La vecchiaia, ineliminabile stato della vita di tutti. Ma che significa essere vecchi, anziani o della terza età?
Da più parti ci avvertono del fatto che la popolazione invecchia: si registra un minor numero di nascite e si allunga la durata del vivere, non solo in Italia.
Siamo più vecchi che giovani, dunque, il che genera criticità di ordine sociale ed economico, tra l’altro appesantite da una attenzione costante che focalizza le politiche giovanili trascurando quelle che si devono a chi giovane non è più ma rimane indiscutibilmente una risorsa insostituibile.
Quali implicazioni contiene la concezione dell’età?
Culturalmente pensiamo alla vita nelle sue tappe fondamentali definite infanzia, età adulta, età anziana e ulteriori fasi in cui percepiamo come inevitabile il passato in declino ed una prospettiva di riposo.

#### DATI FORNITI
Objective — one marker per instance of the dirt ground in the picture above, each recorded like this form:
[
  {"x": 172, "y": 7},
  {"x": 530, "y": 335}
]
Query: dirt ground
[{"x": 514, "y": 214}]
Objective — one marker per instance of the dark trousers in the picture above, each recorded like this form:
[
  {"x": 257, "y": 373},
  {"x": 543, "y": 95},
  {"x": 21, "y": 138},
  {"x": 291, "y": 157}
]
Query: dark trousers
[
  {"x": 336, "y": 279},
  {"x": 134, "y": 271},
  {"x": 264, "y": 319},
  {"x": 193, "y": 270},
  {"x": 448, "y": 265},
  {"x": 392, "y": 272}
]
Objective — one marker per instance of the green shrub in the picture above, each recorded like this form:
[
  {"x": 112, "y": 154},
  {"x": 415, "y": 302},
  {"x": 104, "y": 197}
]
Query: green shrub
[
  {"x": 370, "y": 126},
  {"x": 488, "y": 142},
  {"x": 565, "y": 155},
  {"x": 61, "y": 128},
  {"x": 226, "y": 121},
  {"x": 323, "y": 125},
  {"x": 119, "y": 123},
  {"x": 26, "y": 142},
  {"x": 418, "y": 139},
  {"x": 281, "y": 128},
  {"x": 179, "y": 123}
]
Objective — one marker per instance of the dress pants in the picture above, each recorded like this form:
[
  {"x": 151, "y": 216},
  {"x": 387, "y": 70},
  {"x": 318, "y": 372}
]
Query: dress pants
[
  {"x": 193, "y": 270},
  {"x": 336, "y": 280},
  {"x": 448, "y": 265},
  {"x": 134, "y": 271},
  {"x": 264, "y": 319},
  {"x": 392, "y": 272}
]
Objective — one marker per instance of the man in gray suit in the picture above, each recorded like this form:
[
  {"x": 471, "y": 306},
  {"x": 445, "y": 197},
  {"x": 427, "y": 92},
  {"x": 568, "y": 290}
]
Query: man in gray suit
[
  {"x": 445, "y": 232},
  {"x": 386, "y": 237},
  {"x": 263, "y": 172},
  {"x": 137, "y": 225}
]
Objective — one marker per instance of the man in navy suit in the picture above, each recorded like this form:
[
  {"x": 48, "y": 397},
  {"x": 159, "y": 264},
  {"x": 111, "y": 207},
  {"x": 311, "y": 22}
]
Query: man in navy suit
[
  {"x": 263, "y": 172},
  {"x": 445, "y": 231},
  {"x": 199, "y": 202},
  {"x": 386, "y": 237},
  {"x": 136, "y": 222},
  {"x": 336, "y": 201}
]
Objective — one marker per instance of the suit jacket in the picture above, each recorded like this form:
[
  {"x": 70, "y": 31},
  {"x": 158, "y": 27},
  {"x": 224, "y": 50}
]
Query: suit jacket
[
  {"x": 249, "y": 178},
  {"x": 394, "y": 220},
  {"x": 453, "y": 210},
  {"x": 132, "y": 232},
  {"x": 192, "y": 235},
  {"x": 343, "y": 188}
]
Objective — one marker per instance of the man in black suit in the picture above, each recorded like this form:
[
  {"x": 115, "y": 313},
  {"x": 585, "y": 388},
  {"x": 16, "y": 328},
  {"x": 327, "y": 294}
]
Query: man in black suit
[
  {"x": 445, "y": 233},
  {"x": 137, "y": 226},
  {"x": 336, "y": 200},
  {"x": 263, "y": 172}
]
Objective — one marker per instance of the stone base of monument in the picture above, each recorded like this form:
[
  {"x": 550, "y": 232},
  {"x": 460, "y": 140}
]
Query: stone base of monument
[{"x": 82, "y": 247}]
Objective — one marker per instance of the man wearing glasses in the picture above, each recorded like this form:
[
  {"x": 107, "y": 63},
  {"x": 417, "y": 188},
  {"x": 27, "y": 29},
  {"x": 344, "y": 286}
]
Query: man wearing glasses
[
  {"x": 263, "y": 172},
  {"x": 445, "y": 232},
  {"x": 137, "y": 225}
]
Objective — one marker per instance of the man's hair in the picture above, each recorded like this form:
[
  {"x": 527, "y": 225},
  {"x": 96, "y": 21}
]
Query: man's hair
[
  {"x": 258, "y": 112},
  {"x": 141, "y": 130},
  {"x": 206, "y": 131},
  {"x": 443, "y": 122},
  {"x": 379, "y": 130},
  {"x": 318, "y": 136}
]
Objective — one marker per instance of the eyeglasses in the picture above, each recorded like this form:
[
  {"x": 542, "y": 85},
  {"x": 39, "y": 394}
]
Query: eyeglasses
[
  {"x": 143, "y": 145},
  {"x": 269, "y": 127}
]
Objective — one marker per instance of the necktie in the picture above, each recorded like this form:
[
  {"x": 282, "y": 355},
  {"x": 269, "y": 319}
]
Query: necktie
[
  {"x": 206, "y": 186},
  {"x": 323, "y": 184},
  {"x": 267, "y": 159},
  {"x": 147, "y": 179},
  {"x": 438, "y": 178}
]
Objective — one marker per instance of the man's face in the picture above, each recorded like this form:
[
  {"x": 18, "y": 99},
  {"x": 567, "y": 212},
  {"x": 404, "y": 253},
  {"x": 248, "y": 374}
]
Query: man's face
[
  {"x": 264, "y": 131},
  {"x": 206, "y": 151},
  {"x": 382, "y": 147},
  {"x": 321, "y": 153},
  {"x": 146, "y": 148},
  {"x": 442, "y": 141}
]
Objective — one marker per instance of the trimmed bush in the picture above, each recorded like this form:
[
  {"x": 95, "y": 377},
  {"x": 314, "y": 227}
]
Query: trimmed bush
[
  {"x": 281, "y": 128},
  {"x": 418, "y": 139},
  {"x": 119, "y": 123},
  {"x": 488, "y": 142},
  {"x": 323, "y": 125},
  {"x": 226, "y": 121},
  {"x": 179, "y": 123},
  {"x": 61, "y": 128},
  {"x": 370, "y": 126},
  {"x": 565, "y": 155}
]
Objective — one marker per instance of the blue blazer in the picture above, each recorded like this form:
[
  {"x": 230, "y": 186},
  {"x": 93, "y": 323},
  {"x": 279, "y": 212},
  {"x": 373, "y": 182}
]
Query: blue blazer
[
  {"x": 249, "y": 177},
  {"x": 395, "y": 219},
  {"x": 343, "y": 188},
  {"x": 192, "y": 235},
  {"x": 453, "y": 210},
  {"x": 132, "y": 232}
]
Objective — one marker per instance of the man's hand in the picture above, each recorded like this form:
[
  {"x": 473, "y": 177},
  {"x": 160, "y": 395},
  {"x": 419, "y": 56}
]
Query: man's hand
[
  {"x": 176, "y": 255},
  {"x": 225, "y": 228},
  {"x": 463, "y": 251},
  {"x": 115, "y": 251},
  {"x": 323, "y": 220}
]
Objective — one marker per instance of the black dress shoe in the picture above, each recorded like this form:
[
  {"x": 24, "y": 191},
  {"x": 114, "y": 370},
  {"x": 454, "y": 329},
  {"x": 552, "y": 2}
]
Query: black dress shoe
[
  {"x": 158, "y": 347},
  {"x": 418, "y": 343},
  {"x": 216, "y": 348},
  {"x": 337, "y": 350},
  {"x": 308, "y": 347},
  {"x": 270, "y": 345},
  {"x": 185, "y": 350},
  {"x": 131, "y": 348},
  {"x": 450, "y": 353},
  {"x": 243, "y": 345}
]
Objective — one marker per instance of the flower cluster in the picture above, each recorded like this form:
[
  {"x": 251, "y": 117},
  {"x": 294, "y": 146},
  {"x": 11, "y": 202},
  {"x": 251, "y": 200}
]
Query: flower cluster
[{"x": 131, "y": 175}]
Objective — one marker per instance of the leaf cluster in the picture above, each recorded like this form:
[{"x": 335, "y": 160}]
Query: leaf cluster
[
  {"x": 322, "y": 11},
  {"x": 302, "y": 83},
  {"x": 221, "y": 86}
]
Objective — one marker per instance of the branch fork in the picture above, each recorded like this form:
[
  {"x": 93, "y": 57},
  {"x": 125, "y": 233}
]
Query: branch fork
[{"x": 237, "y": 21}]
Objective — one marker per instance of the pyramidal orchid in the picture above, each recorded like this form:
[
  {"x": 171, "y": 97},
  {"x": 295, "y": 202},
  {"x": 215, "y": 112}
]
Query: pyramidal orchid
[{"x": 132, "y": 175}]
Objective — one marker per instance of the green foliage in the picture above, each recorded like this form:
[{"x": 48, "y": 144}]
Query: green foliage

#### LAVORO RICHIESTO
1. Quali due fenomeni indica il testo sulla vecchiaia come cause dell'invecchiamento della popolazione?
2. Stabilisci se le seguenti affermazioni concordano con il testo sulla vecchiaia. Per ciascuna rispondi sì o no e cita le parole del testo che lo decidono.
(a) L'invecchiamento della popolazione riguarda soltanto l'Italia.
(b) Le politiche giovanili ricevono un'attenzione costante.
(c) Chi non è più giovane resta una risorsa insostituibile.
3. Prosegui per favore il testo sulla vecchiaia dopo la sua ultima frase.

#### SOLUZIONI DELL'ESERCIZIO
1. Si registra un minor numero di nascite e si allunga la durata del vivere.

2.
(a) No: «non solo in Italia».
(b) Sì: «una attenzione costante che focalizza le politiche giovanili».
(c) Sì: «rimane indiscutibilmente una risorsa insostituibile».

3.
E non ci è chiaro se dobbiamo parlare di anzianità, vecchiaia o terza età se non altro per capire in quale stereotipo si viene collocati dalle pratiche istituzionali e il pregiudizio sociale.
Sotto il profilo psicologico, e non è di poco conto, l’Accademia della Crusca definiva il concetto di ageismo, introdotto per la prima volta nel 1969 da Robert Butler, direttore del National Institute of Aging quale “discriminazione, pregiudizio o marginalizzazione di una persona in relazione all’età; in particolare discriminazione nei confronti degli anziani”.
La riflessione riporta al quotidiano per rintracciare la funzione sociale che oggi si riconosce in relazione alle età. Anziani o vecchi? Quando la terza età?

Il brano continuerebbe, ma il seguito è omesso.